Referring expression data
####

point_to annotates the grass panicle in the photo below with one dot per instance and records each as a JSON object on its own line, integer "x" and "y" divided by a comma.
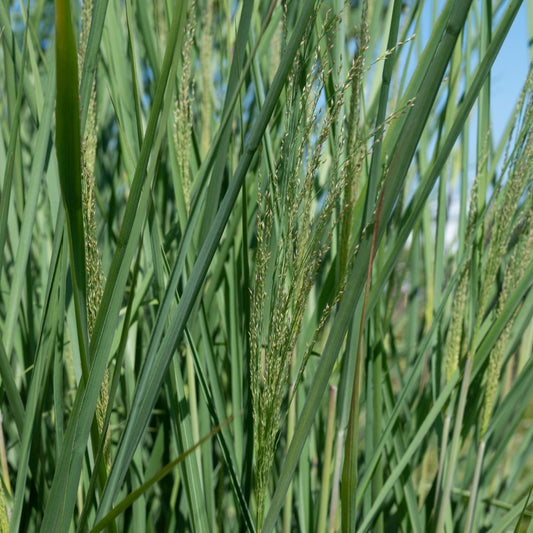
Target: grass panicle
{"x": 268, "y": 267}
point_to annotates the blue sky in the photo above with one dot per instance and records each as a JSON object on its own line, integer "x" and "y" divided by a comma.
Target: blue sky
{"x": 509, "y": 73}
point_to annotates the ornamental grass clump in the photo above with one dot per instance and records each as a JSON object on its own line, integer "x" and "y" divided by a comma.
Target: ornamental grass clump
{"x": 224, "y": 212}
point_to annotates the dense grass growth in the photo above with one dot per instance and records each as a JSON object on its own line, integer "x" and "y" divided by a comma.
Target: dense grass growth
{"x": 264, "y": 266}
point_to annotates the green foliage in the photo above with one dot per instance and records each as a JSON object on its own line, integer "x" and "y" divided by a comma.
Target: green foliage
{"x": 235, "y": 208}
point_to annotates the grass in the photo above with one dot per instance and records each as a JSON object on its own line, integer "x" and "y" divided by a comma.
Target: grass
{"x": 231, "y": 292}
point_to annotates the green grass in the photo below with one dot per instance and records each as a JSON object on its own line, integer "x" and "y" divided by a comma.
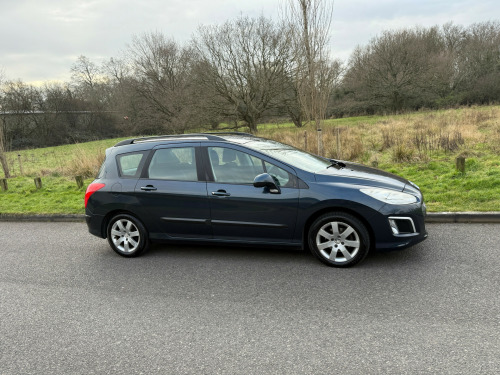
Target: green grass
{"x": 444, "y": 188}
{"x": 58, "y": 195}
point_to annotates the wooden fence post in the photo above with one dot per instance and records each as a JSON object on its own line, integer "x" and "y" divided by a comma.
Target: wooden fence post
{"x": 460, "y": 164}
{"x": 20, "y": 164}
{"x": 320, "y": 142}
{"x": 79, "y": 181}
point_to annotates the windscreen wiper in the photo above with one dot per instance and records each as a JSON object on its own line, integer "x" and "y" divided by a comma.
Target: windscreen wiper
{"x": 336, "y": 164}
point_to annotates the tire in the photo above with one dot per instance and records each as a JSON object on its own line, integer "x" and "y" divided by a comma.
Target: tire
{"x": 127, "y": 236}
{"x": 339, "y": 239}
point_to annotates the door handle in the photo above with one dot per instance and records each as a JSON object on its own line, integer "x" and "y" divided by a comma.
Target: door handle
{"x": 220, "y": 193}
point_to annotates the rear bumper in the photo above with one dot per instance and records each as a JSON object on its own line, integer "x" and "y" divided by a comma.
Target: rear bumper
{"x": 94, "y": 223}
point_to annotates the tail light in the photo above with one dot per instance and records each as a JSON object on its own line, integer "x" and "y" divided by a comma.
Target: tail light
{"x": 91, "y": 189}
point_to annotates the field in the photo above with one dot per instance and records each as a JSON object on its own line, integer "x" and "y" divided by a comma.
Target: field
{"x": 421, "y": 146}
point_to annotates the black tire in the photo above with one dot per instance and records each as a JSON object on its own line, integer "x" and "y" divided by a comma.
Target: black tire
{"x": 127, "y": 236}
{"x": 339, "y": 239}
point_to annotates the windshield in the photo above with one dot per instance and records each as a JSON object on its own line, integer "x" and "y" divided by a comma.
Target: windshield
{"x": 290, "y": 155}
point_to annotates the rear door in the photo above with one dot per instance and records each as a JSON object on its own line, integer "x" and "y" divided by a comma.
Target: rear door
{"x": 173, "y": 193}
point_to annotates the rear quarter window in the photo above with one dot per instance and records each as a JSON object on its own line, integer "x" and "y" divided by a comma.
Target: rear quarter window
{"x": 129, "y": 165}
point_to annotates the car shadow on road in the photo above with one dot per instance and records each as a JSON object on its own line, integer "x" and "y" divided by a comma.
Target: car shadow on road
{"x": 414, "y": 255}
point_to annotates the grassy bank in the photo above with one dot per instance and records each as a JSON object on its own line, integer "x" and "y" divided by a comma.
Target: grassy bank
{"x": 420, "y": 146}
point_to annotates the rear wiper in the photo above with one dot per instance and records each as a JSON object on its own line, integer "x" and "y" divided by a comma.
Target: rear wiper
{"x": 336, "y": 164}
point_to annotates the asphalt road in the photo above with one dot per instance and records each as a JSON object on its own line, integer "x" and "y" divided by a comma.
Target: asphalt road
{"x": 69, "y": 305}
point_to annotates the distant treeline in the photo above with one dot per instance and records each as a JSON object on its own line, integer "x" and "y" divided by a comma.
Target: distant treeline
{"x": 248, "y": 71}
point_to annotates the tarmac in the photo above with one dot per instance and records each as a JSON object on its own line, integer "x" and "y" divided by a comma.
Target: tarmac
{"x": 432, "y": 217}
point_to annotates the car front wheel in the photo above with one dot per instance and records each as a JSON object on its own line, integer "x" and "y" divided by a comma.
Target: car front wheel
{"x": 127, "y": 236}
{"x": 339, "y": 239}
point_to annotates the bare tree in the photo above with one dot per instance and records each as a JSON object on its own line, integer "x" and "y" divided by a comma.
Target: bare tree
{"x": 244, "y": 64}
{"x": 314, "y": 75}
{"x": 400, "y": 69}
{"x": 163, "y": 71}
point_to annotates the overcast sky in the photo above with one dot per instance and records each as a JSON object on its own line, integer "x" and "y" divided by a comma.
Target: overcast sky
{"x": 41, "y": 39}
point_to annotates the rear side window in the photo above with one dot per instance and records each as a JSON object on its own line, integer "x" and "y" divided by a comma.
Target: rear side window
{"x": 128, "y": 164}
{"x": 178, "y": 164}
{"x": 102, "y": 170}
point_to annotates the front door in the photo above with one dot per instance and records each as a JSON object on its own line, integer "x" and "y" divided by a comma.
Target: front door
{"x": 242, "y": 212}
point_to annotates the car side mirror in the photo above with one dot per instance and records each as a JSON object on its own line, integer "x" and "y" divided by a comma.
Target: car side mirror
{"x": 267, "y": 181}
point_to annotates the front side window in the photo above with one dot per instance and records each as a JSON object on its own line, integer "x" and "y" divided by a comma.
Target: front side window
{"x": 174, "y": 164}
{"x": 128, "y": 164}
{"x": 283, "y": 178}
{"x": 234, "y": 167}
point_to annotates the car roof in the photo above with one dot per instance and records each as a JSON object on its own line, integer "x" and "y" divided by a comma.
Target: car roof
{"x": 236, "y": 137}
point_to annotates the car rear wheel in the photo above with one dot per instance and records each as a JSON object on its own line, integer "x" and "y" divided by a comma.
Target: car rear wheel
{"x": 339, "y": 239}
{"x": 127, "y": 236}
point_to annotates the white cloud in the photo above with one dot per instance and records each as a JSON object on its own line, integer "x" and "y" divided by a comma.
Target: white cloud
{"x": 41, "y": 39}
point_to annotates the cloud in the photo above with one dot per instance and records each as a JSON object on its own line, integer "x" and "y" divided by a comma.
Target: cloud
{"x": 41, "y": 39}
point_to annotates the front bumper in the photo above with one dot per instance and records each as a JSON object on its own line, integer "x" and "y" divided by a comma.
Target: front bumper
{"x": 410, "y": 218}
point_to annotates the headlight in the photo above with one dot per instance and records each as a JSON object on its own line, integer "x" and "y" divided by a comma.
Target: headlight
{"x": 390, "y": 196}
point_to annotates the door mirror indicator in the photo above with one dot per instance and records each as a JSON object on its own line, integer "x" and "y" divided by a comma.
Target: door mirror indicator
{"x": 265, "y": 180}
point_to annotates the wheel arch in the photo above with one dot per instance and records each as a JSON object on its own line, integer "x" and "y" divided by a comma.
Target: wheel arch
{"x": 310, "y": 220}
{"x": 113, "y": 213}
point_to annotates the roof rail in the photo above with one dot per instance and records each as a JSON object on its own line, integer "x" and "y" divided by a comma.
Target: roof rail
{"x": 213, "y": 136}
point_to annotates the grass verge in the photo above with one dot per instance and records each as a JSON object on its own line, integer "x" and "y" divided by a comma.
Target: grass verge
{"x": 420, "y": 146}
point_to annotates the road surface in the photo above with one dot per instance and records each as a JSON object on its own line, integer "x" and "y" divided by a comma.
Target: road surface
{"x": 69, "y": 305}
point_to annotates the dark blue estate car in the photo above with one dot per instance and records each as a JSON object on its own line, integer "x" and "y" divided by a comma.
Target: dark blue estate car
{"x": 235, "y": 188}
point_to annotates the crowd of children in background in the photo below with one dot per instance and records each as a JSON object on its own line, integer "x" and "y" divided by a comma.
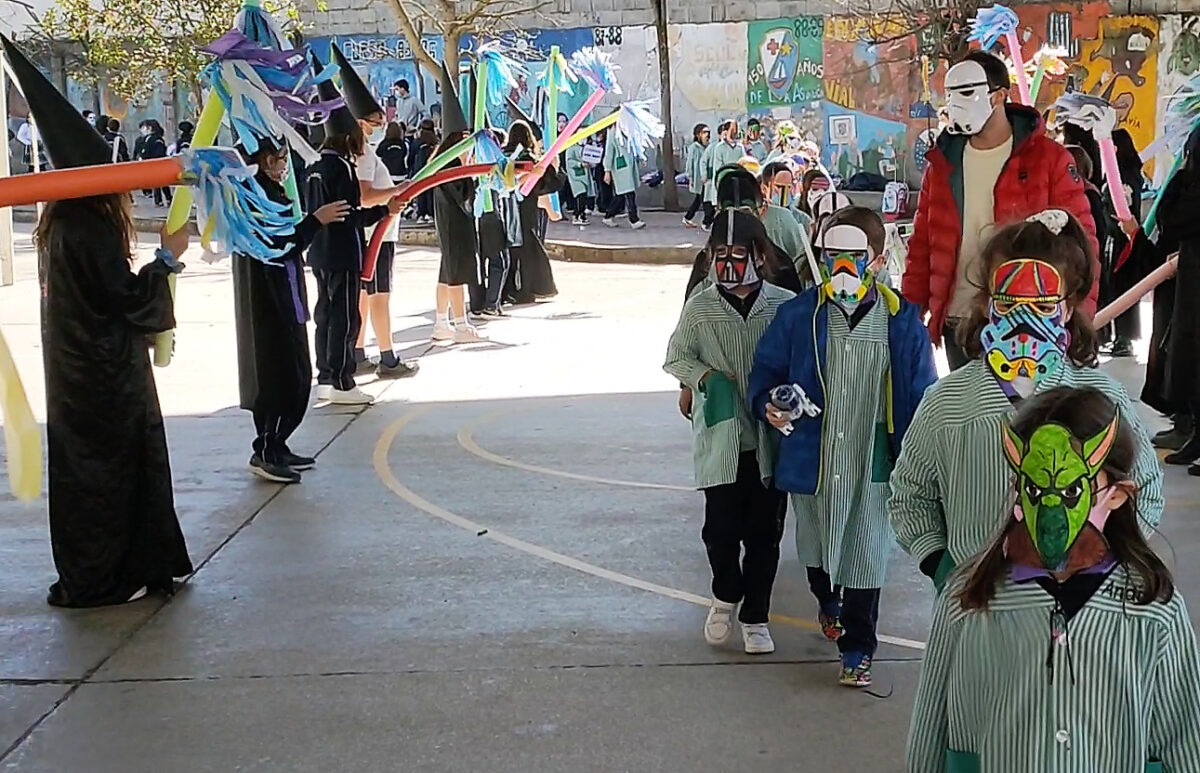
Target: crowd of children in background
{"x": 1024, "y": 483}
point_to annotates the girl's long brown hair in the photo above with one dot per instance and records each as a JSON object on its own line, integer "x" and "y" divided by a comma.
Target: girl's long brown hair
{"x": 1085, "y": 412}
{"x": 1069, "y": 252}
{"x": 60, "y": 216}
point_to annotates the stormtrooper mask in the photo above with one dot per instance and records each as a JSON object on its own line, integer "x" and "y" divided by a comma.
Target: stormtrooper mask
{"x": 846, "y": 261}
{"x": 967, "y": 99}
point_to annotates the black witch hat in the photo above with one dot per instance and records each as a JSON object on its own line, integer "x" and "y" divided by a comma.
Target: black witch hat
{"x": 341, "y": 120}
{"x": 521, "y": 115}
{"x": 358, "y": 97}
{"x": 69, "y": 138}
{"x": 453, "y": 120}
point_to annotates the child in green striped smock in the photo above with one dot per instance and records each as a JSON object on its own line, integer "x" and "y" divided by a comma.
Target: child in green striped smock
{"x": 1063, "y": 648}
{"x": 711, "y": 352}
{"x": 862, "y": 355}
{"x": 951, "y": 485}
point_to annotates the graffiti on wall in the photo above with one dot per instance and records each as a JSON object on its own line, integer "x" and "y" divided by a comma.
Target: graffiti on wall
{"x": 785, "y": 63}
{"x": 1122, "y": 66}
{"x": 867, "y": 99}
{"x": 708, "y": 72}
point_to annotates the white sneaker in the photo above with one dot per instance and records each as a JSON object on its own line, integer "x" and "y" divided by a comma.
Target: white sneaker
{"x": 757, "y": 639}
{"x": 467, "y": 334}
{"x": 353, "y": 396}
{"x": 719, "y": 623}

####

DIRECTIONS FOR THIS TASK
Filter the records for the string "below" and copy every line that holds it.

TASK SOLUTION
point_to annotates the grass panicle in the photo below with one dot per instance and records each as a JSON object on its own line, integer "x" and "y" divided by a comma.
point_to annotates the green grass in the photo below with one dot per instance and records each as a JSON object on its own line, integer "x" and "y" divided by a comma.
point_to annotates the crowd of children in background in the photo below with one dot per instance and records each as a JSON object on its own line, integer "x" and "y" divided by a comma.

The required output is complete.